All lines from the one containing "logo in this photo." to the end of the entries below must be output exactly, and no other lines.

*** Input material ***

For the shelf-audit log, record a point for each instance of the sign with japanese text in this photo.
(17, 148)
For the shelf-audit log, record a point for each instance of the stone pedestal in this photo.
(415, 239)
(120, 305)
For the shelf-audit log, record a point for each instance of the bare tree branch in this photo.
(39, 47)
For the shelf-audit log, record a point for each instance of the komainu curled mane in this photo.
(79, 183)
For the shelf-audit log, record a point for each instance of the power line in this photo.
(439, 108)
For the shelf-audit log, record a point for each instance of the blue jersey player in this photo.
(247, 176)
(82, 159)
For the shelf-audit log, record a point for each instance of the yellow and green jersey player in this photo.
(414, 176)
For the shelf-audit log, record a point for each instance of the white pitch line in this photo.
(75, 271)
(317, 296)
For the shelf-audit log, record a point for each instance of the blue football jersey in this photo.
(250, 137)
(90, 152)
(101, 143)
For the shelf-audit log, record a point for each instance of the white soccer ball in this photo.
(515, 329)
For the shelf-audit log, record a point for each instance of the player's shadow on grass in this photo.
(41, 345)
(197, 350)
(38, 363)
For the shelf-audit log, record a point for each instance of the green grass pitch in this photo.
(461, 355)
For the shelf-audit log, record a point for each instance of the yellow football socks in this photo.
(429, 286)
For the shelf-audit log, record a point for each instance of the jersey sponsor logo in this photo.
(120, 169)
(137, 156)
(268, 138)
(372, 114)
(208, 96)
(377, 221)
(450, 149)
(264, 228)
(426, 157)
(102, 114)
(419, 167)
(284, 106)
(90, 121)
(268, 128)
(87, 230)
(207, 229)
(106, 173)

*** End of Input material ***

Completed exercise:
For the shelf-audit log, record a point for each instance of the jersey sponsor logo in this photo.
(120, 169)
(137, 156)
(268, 138)
(372, 114)
(208, 96)
(377, 221)
(450, 149)
(264, 228)
(426, 157)
(102, 114)
(419, 167)
(284, 106)
(90, 121)
(268, 128)
(87, 230)
(207, 229)
(106, 173)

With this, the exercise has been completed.